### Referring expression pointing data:
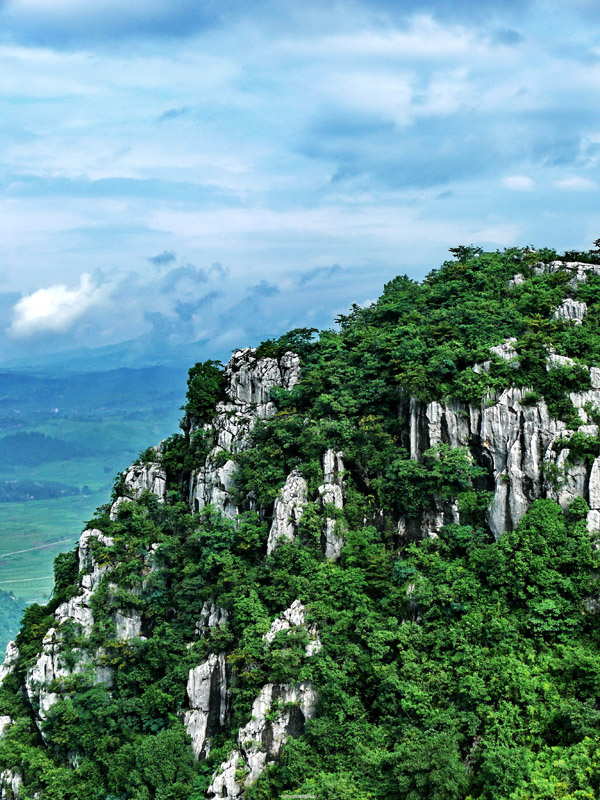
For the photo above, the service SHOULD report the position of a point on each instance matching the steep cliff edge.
(365, 568)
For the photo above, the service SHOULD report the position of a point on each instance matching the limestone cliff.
(246, 678)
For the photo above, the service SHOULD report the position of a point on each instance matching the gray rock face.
(288, 510)
(332, 493)
(512, 441)
(208, 697)
(248, 387)
(292, 619)
(261, 741)
(10, 659)
(44, 680)
(571, 310)
(129, 624)
(578, 269)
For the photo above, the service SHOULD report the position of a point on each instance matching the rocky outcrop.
(288, 510)
(332, 493)
(212, 615)
(10, 660)
(571, 310)
(11, 782)
(139, 478)
(514, 442)
(579, 270)
(78, 609)
(249, 382)
(293, 619)
(208, 698)
(279, 712)
(44, 681)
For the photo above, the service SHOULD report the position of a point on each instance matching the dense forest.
(451, 665)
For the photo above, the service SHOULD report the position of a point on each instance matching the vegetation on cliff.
(451, 668)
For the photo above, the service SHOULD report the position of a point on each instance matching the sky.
(221, 171)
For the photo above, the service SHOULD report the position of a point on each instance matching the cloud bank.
(222, 170)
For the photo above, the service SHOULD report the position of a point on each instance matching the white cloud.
(519, 183)
(576, 183)
(54, 309)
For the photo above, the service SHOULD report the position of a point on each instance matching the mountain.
(366, 567)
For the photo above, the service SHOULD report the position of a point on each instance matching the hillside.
(365, 568)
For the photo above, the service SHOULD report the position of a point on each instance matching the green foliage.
(11, 611)
(451, 668)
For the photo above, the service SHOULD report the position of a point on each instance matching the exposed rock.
(208, 697)
(10, 659)
(579, 270)
(45, 679)
(224, 784)
(287, 510)
(516, 280)
(129, 625)
(114, 509)
(332, 493)
(280, 711)
(42, 678)
(85, 551)
(78, 609)
(293, 618)
(211, 616)
(10, 784)
(553, 361)
(571, 310)
(249, 382)
(140, 478)
(510, 440)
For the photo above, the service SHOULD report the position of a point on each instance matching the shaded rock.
(212, 615)
(129, 625)
(140, 478)
(249, 382)
(10, 659)
(208, 697)
(11, 782)
(293, 618)
(279, 712)
(332, 493)
(571, 310)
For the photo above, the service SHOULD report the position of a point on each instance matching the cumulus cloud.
(173, 113)
(54, 309)
(319, 274)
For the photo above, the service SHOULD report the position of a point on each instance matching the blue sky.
(223, 171)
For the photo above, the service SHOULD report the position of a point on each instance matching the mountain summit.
(366, 568)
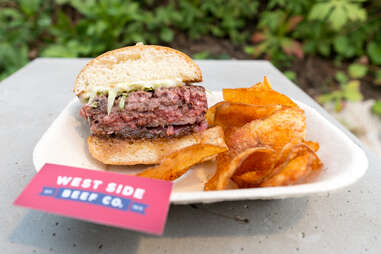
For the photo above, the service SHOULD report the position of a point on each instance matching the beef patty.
(164, 112)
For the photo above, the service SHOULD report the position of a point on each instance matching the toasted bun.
(123, 152)
(135, 64)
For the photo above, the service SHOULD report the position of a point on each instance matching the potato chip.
(253, 178)
(257, 98)
(259, 94)
(226, 166)
(313, 145)
(261, 86)
(229, 114)
(272, 133)
(296, 171)
(177, 163)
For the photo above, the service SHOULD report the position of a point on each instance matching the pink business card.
(103, 197)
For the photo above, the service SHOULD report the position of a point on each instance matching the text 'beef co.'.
(91, 192)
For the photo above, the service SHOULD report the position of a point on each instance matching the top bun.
(134, 64)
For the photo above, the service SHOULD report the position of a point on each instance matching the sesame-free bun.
(114, 151)
(135, 64)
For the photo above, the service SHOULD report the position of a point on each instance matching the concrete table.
(347, 221)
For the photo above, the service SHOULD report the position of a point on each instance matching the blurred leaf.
(341, 77)
(343, 46)
(249, 50)
(166, 35)
(376, 108)
(202, 55)
(58, 51)
(374, 51)
(351, 91)
(257, 37)
(357, 70)
(29, 7)
(290, 75)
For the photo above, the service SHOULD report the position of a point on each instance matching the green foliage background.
(277, 29)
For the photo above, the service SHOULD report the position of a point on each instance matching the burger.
(141, 104)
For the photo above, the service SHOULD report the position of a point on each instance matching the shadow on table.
(241, 218)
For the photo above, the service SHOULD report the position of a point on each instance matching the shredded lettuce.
(111, 99)
(122, 101)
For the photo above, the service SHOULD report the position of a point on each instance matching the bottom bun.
(115, 151)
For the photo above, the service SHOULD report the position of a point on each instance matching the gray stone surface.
(345, 221)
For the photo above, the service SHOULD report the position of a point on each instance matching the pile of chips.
(265, 146)
(265, 132)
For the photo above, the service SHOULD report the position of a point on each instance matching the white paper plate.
(65, 142)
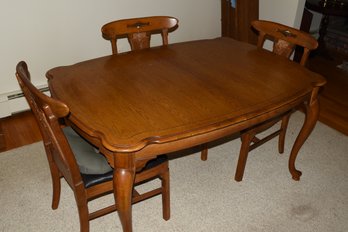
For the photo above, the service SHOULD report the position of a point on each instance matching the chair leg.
(204, 152)
(82, 207)
(165, 195)
(283, 128)
(243, 154)
(56, 187)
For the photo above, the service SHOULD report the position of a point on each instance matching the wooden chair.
(138, 31)
(285, 39)
(70, 156)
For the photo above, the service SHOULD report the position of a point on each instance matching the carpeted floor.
(204, 196)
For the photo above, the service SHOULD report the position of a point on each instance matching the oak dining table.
(137, 105)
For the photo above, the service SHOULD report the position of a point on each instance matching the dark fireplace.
(337, 34)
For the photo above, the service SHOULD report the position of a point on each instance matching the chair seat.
(89, 179)
(89, 160)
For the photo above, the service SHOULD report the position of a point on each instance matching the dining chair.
(138, 31)
(77, 161)
(285, 39)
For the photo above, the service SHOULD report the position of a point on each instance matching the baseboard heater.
(15, 102)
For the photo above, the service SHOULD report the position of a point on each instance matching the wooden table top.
(170, 93)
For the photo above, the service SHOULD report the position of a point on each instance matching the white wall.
(287, 12)
(52, 33)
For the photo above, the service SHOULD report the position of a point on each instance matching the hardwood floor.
(21, 129)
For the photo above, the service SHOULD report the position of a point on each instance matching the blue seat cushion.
(90, 180)
(89, 160)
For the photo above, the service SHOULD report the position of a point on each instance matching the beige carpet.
(204, 196)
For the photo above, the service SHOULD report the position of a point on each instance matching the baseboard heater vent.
(15, 102)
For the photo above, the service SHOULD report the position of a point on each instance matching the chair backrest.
(47, 112)
(138, 31)
(285, 38)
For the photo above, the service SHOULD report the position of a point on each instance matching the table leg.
(312, 114)
(123, 187)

### Goal of the exercise:
Every entry, word for word: repeat it, but skip the images.

### Your solution:
For the photo above, the service SHOULD report the position of a point on each instance matching the steep cliff edge.
(365, 568)
For the photo above, the service SHOULD report the position of a point on each instance matching the limestone cliff.
(246, 678)
For the photo above, the service SHOULD report the position of a point on each instance matching the gray rock face.
(288, 510)
(332, 493)
(512, 441)
(208, 697)
(248, 387)
(292, 619)
(261, 741)
(10, 659)
(44, 680)
(571, 310)
(129, 624)
(578, 269)
For the photo above, the service SHOULD report the position of a point on each instance matching the rocky outcrop.
(288, 510)
(332, 493)
(212, 615)
(10, 660)
(571, 310)
(11, 782)
(139, 478)
(514, 442)
(579, 270)
(78, 609)
(249, 382)
(293, 619)
(208, 698)
(279, 712)
(44, 681)
For the photo above, the service SHOULD report the position of a point on each instance matching the dense forest.
(451, 665)
For the photo above, the service SHOULD report the position of a point on each instance matching the vegetation on cliff.
(451, 668)
For the photo above, the service SHOULD report the position of a point on each instance matching the sky.
(221, 171)
For the photo above, the service SHOULD report the position of a point on each instance matching the cloud bank.
(222, 170)
For the photo above, the service SHOULD report the position of a point on each instance matching the white cloud.
(519, 183)
(576, 183)
(54, 309)
For the photo above, the service SHOULD report the position of a point on each instance matching the mountain.
(366, 567)
For the photo above, the service SHOULD report the position of a point on each instance matching the hillside.
(365, 568)
For the photo above, the service SHOULD report the position of a point on each instance matching the green foliage.
(11, 611)
(451, 668)
For the photo above, the service SHOULD report the position of a point on each instance matching the exposed rock.
(208, 697)
(10, 659)
(579, 270)
(45, 679)
(224, 784)
(287, 510)
(516, 280)
(129, 625)
(114, 509)
(332, 493)
(280, 711)
(42, 678)
(85, 551)
(78, 609)
(293, 618)
(211, 616)
(10, 784)
(553, 361)
(571, 310)
(249, 382)
(140, 478)
(510, 440)
For the photo above, the service SHOULD report the position of a point on each instance matching the shaded rock.
(212, 615)
(129, 625)
(140, 478)
(249, 382)
(10, 659)
(208, 697)
(11, 782)
(293, 618)
(279, 712)
(332, 493)
(571, 310)
For the photo above, the service SHOULD report the position of a point on each instance matching the cumulus cloud.
(173, 113)
(54, 309)
(319, 274)
For the photo above, the service SHOULD report the position of a point on each instance matching the blue sky.
(223, 171)
For the photo above, the service SHOULD report the position of a point on each instance matching the mountain summit.
(366, 568)
For the photo above, the service SHOULD report the position of a point on each instance matching the beef patty.
(164, 112)
For the photo above, the service SHOULD report the position of a point on each instance matching the toasted bun.
(123, 152)
(135, 64)
For the photo above, the service SHOULD report the position of a point on each instance matching the potato chip.
(253, 178)
(257, 98)
(259, 94)
(226, 166)
(313, 145)
(261, 86)
(229, 114)
(272, 133)
(296, 171)
(177, 163)
For the photo above, the service SHOULD report the position of a point on each instance matching the pink business card.
(103, 197)
For the photo above, the service SHOULD report the position of a point on each instance matching the text 'beef co.'.
(91, 192)
For the photo above, the service SHOULD report the position of a point on each instance matching the top bun.
(134, 64)
For the photo above, the service SHOULD report the position of a point on each instance matching the sesame-free bun.
(114, 151)
(135, 64)
For the photo above, the service SHOULD report the position of a point on each instance matching the concrete table.
(347, 221)
For the photo above, the service SHOULD report the position of a point on each instance matching the blurred leaf.
(341, 77)
(343, 46)
(249, 50)
(166, 35)
(376, 108)
(202, 55)
(58, 51)
(374, 51)
(351, 91)
(257, 37)
(357, 70)
(29, 7)
(290, 75)
For the photo above, the service SHOULD report the position of a point on each instance matching the green foliage background.
(277, 29)
For the photo above, the service SHOULD report the position of a point on each instance matching the burger.
(141, 104)
For the photo above, the service SHOULD report the position of a point on each instance matching the shadow on table.
(241, 218)
For the photo above, the service SHOULD report the position of a point on each instance matching the shredded lettuce.
(111, 99)
(122, 101)
For the photo above, the service SHOULD report the position of a point on each instance matching the bottom bun.
(115, 151)
For the photo above, the service SHOULD report the position of a point on each instance matching the gray stone surface.
(345, 221)
For the photo above, the service SHOULD report the position of a point on each instance matching the pile of chips.
(265, 146)
(265, 132)
For the photo above, the service SHOULD report the position of a point on each instance matching the white paper plate.
(65, 142)
For the photo above, the service SHOULD report the position of a point on each instance matching the chair leg.
(204, 152)
(82, 207)
(165, 195)
(283, 128)
(243, 154)
(56, 187)
For the photo above, the service SHOULD report the position of a point on each instance matching the wooden chair.
(138, 31)
(285, 39)
(70, 156)
For the photo above, the service SHOULD report the position of a point on each instance matching the carpeted floor.
(204, 196)
For the photo above, the service SHOULD report the position of a point on each instance matching the oak dining table.
(137, 105)
For the photo above, the service SHOULD report the position of a point on each instance matching the dark fireplace.
(337, 34)
For the photo above, the service SHOULD report the position of a point on each instance matching the chair seat.
(89, 179)
(89, 160)
For the photo above, the service SHOULD report the position of a point on each instance matching the dining chair.
(138, 31)
(77, 161)
(285, 39)
For the photo above, the service SHOULD report the position of a point on each instance matching the baseboard heater.
(15, 102)
For the photo above, the service SHOULD report the position of a point on each instance matching the wooden table top.
(170, 93)
For the photo above, the service SHOULD report the position of a point on each instance matching the white wall.
(287, 12)
(52, 33)
For the photo above, the service SHOULD report the position of a point on each instance matching the hardwood floor.
(21, 129)
For the photo above, the service SHOULD report the position of a point on each instance matching the blue seat cushion.
(90, 180)
(89, 160)
For the photo above, the service SHOULD report the position of a point on each instance matching the beige carpet.
(204, 196)
For the photo above, the service SHOULD report the position of a point on each instance matching the baseboard heater vent.
(15, 102)
For the photo above, the service SHOULD report the position of a point on each instance matching the chair backrest.
(47, 112)
(138, 31)
(285, 38)
For the photo above, the service SHOULD report the position of a point on each instance matching the table leg.
(312, 114)
(123, 187)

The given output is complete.